Your objective: Could you copy every one of the entries below character for character, with no changes?

Records for processing:
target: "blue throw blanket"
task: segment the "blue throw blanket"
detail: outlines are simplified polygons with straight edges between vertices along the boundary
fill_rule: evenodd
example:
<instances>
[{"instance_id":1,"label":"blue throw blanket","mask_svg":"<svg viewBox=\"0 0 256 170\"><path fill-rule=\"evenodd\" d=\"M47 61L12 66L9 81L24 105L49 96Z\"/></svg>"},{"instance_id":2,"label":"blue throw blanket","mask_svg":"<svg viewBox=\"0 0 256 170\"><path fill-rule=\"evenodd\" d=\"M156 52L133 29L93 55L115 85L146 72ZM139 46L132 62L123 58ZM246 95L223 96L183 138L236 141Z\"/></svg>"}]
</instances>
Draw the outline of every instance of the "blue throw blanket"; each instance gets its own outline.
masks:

Response to this exercise:
target: "blue throw blanket"
task: segment the "blue throw blanket"
detail: outlines are simplified polygons with straight edges between vertices along the boundary
fill_rule: evenodd
example:
<instances>
[{"instance_id":1,"label":"blue throw blanket","mask_svg":"<svg viewBox=\"0 0 256 170\"><path fill-rule=\"evenodd\" d=\"M47 61L12 66L9 81L24 105L49 96Z\"/></svg>"},{"instance_id":2,"label":"blue throw blanket","mask_svg":"<svg viewBox=\"0 0 256 170\"><path fill-rule=\"evenodd\" d=\"M156 52L133 29L93 55L115 85L146 72ZM139 46L132 62L123 58ZM246 95L223 96L183 138L236 141Z\"/></svg>"}]
</instances>
Draw the outline of every instance of the "blue throw blanket"; each instance gets its own outline.
masks:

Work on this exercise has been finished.